TASK BRIEF> Nothing should differ between your output and the entries below.

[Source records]
^^^^
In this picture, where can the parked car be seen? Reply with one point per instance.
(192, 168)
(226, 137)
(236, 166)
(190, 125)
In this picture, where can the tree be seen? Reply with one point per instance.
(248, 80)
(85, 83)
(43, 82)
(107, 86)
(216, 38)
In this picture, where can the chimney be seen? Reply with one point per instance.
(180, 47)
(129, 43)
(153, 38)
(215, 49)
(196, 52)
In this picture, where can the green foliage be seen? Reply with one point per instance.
^^^^
SOLUTION FOR THIS PROBLEM>
In this picture, where can the parked car be seen? Reply with one point per instance.
(192, 168)
(226, 137)
(236, 166)
(190, 125)
In this picture, where can the tree be seen? Reply with one point per instance.
(248, 80)
(85, 83)
(43, 82)
(107, 86)
(216, 38)
In this picture, where can the chimney be seen? Reply with one point per instance.
(180, 47)
(129, 43)
(153, 38)
(215, 49)
(196, 52)
In this picture, where can the green foliage be seen? Reply with one point per instance.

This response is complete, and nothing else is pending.